• [Document extract]:
________
Generation Brexit


The aim of the Generation Brexit blog is give voice to British and European millennials in the Brexit debate.

We invite all LSE undergraduate and postgraduate students, as well as students from our partner universities, to contribute to the blog with reference to one of the challenges on the platform.

We welcome blog posts that draw on your ongoing subject of study and/or research, but also those that tackle other issues, such as employment prospects, immigration status, and funding that may be affected by the UK’s withdrawal from the EU, as well as visions for the future UK/EU relationship.

Submissions, in a Word or Word-readable document and stating your name, course, and year of study should be sent to


Millennials and the Brexit Bill: a tale by Generation Brexit

Posted by Roch Dunin-Wąsowicz (Admin) Sep 4, 2017

Coverage of the Brexit negotiations has recently become dominated with discussions over the so-called “Brexit Bill” - the amount the UK and the European Union could be forced to pay when the UK eventually exits the European Union. This blog, by Valeria Vigilante, Manuela Cristiano, and Marta Kochetkova, looks at the implications of the “Brexit Bill” and how existing public debates over how and when the amount asked for should be paid have shaped the views expressed by millennials on the Generation Brexit platform. The authors highlight the variety of views young Europeans aged 16-35 have on this issue, one of the most discussed topics on General Brexit platform, and the key concerns and arguments the participants on the platform have put forward in relation to one of the most topical aspects of the Brexit negotiations.
________
• [Record set]:
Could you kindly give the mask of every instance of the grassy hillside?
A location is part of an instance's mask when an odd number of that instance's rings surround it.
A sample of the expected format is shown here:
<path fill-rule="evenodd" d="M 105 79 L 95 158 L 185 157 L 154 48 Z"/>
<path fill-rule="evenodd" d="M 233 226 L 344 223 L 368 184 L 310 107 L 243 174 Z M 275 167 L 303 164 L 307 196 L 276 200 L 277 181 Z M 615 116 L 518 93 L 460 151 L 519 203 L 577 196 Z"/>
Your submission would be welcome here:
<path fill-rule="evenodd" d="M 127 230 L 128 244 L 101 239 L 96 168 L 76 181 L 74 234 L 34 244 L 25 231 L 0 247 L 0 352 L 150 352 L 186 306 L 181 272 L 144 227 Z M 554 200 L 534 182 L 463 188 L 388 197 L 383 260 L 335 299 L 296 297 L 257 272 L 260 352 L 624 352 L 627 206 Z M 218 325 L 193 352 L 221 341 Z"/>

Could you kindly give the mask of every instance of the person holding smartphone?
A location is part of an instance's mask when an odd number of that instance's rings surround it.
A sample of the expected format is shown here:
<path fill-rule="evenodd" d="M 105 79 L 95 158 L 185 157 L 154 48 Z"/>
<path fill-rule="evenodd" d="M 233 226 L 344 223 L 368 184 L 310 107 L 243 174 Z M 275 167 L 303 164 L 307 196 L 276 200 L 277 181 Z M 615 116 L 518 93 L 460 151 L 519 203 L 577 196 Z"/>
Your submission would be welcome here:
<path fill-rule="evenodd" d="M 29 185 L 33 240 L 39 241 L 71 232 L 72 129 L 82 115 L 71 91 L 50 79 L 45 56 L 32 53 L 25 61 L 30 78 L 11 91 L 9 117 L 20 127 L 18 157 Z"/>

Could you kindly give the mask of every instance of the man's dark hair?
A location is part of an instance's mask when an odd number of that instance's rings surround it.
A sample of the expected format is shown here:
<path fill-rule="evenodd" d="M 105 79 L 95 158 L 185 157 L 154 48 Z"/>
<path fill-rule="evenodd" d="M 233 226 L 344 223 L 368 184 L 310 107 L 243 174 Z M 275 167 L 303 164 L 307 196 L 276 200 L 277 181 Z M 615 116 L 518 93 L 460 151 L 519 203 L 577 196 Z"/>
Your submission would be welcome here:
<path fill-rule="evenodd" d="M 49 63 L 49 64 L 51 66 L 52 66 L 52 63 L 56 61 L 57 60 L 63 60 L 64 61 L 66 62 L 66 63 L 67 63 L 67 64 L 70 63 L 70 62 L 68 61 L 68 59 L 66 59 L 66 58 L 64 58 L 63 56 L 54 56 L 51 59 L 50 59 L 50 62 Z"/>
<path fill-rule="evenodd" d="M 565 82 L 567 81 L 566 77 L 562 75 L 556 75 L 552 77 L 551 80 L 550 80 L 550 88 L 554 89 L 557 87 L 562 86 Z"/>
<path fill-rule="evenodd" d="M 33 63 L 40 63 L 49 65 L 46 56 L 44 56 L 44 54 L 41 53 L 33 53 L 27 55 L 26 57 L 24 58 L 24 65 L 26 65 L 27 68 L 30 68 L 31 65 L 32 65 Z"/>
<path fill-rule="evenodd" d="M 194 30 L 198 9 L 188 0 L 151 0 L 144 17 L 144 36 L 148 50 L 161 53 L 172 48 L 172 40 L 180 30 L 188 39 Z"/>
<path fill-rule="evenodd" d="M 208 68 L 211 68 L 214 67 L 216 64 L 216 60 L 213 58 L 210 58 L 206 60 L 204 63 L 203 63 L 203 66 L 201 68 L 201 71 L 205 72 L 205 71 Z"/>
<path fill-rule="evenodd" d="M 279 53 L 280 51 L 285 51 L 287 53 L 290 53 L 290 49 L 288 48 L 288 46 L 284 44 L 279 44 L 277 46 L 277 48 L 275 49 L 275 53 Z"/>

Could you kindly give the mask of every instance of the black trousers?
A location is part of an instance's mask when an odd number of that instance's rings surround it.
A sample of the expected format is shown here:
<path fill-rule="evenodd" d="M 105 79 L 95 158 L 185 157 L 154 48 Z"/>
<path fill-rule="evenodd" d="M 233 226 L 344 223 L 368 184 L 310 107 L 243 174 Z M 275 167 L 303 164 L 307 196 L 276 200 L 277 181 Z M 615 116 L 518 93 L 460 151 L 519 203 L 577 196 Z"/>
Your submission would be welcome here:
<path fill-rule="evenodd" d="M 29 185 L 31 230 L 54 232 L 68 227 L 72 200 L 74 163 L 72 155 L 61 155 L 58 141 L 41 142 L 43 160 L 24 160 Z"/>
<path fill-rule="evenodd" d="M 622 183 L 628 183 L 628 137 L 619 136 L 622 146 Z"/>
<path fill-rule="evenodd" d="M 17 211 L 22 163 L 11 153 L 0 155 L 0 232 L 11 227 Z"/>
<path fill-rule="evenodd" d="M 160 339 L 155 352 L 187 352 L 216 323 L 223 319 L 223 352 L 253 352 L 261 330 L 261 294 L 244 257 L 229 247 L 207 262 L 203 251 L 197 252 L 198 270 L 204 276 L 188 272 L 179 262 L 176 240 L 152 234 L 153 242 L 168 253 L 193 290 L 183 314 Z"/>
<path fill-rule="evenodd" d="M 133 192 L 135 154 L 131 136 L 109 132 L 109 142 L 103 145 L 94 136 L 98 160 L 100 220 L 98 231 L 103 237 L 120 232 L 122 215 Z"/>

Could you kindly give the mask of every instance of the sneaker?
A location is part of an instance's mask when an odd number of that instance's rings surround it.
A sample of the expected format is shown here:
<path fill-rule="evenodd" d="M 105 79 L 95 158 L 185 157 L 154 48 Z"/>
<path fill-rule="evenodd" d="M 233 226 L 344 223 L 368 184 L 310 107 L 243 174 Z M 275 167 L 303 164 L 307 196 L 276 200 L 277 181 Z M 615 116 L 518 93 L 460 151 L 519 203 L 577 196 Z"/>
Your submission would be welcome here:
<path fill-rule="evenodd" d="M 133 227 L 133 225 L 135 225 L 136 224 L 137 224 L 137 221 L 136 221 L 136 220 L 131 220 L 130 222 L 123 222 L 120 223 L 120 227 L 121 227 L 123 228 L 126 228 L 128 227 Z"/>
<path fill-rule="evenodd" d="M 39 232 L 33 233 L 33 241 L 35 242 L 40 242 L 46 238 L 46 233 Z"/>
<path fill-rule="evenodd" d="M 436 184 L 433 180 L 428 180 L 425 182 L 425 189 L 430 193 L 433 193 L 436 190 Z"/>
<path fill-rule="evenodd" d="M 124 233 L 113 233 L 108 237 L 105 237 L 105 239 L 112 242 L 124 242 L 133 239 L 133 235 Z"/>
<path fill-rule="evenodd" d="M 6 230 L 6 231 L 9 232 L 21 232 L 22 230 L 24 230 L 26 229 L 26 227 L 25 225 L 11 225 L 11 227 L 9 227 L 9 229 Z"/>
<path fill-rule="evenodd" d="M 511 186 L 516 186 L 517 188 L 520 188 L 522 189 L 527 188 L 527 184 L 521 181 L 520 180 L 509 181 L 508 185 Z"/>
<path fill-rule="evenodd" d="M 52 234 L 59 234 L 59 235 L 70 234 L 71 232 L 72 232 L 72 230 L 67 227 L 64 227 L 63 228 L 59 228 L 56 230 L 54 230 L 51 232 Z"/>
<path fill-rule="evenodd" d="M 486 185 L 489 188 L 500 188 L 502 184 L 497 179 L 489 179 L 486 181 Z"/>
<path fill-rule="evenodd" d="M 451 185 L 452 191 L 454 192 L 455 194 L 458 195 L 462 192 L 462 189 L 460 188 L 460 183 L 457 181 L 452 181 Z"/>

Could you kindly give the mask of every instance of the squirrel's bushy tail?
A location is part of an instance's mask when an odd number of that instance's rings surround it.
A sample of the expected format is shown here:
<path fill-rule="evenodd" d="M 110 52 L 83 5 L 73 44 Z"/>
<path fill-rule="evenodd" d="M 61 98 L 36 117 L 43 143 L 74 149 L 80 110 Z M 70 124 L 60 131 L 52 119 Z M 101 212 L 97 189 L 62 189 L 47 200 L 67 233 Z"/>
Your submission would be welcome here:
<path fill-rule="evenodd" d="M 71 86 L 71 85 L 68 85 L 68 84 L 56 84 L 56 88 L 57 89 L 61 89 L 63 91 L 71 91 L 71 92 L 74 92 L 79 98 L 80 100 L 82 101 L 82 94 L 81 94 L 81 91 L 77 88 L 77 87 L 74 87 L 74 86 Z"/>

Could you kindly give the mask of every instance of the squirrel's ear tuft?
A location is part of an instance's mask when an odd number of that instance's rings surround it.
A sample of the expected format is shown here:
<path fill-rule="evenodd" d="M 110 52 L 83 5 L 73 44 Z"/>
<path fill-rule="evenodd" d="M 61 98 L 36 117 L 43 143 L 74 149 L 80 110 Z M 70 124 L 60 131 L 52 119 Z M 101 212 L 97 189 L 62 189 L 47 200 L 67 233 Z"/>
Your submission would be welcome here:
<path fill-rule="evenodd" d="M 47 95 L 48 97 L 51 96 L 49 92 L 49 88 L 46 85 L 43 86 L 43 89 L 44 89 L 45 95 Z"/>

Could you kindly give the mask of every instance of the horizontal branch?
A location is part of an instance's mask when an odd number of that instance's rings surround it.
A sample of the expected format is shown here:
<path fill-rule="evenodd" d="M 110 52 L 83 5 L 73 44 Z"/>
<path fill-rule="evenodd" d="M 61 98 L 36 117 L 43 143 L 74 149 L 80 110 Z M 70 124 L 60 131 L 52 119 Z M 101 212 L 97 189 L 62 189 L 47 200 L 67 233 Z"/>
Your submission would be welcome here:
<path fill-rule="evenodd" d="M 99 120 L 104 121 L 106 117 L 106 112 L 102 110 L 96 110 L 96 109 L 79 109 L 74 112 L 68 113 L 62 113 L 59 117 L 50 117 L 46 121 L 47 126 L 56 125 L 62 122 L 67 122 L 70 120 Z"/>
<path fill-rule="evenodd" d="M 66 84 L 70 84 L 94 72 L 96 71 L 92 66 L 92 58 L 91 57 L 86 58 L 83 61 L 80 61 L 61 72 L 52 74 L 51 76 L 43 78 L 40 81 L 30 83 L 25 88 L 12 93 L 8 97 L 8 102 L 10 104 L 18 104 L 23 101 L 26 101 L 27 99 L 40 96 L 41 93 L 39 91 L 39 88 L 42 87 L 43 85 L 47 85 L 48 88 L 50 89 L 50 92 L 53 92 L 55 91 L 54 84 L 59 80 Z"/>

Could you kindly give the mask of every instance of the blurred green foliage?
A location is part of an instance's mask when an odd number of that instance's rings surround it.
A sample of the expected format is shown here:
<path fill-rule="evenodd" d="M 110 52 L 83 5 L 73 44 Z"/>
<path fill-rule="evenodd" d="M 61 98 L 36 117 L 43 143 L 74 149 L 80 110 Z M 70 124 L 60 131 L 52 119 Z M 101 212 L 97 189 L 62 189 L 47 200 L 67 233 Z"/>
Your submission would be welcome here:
________
• [Actions to take]:
A - Decide whether each statement agrees with the Generation Brexit page. Answer yes or no, and quote the words from the page that settle it.
(i) The blog invites contributions only from LSE postgraduate students.
(ii) The post on the Brexit Bill was written by Valeria Vigilante, Manuela Cristiano, and Marta Kochetkova.
(iii) Submissions must state the writer's name, course, and year of study.
B - From the Generation Brexit page, list every issue it names as one that may be affected by the UK's withdrawal from the EU.
C - Answer these questions from the Generation Brexit page:
(i) Who posted the entry on the Brexit Bill, and on what date?
(ii) What age range of young Europeans does the post refer to?
(iii) In what kind of document should submissions be sent?

• [Solutions for each task]:
A -
(i) No: "We invite all LSE undergraduate and postgraduate students, as well as students from our partner universities"
(ii) Yes: "This blog, by Valeria Vigilante, Manuela Cristiano, and Marta Kochetkova"
(iii) Yes: "stating your name, course, and year of study"

B - Employment prospects, immigration status, funding

C -
(i) Roch Dunin-Wąsowicz (Admin), Sep 4, 2017
(ii) 16-35
(iii) A Word or Word-readable document